[Given request] Reproduce verbatim the part of the listing below that begins at the line containing "Find the green" and ends with the line containing "pixel 30 871", including both of those lines and nothing else.

[Input for this task]
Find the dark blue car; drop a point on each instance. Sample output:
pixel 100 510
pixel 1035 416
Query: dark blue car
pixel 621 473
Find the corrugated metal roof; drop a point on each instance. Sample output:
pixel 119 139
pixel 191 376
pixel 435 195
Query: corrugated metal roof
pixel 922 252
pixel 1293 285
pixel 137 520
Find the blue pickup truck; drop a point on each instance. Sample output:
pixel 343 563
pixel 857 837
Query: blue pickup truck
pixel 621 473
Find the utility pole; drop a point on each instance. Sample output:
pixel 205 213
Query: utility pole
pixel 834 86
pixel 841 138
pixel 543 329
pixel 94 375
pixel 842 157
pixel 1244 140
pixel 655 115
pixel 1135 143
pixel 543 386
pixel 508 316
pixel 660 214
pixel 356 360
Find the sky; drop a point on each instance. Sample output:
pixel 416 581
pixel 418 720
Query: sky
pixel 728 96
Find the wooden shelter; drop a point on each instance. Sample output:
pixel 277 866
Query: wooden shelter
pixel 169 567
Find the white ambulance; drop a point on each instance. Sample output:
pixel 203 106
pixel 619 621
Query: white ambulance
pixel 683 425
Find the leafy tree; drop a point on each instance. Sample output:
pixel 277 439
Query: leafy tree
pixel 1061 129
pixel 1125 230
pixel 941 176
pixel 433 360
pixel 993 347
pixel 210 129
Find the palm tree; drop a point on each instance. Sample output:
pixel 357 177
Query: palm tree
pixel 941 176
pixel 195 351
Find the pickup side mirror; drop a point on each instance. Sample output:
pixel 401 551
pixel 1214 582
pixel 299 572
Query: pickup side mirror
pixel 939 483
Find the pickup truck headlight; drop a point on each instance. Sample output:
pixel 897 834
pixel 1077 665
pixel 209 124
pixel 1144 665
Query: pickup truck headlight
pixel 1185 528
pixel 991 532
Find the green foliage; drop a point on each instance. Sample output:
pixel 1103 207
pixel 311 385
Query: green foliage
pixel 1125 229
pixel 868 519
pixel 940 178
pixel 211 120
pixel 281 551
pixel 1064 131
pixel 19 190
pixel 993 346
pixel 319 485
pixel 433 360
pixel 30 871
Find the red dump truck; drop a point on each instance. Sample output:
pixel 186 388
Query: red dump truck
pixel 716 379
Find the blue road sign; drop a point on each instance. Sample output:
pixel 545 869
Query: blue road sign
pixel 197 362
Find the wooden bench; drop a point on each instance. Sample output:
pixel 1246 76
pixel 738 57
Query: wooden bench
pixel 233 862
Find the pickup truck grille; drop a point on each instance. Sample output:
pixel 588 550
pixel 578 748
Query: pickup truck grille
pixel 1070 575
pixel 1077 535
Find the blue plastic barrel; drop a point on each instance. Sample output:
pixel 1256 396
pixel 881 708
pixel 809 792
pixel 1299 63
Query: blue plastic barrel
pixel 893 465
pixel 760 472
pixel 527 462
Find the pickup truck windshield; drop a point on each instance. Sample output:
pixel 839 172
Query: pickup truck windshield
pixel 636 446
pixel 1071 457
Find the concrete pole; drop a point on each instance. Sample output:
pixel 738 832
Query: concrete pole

[Task output]
Find the green foliage; drop a point on each instance. Sample output:
pixel 1103 207
pixel 311 385
Query: green foliage
pixel 1125 229
pixel 868 519
pixel 940 178
pixel 211 120
pixel 281 551
pixel 1064 131
pixel 19 190
pixel 993 346
pixel 319 485
pixel 433 360
pixel 30 871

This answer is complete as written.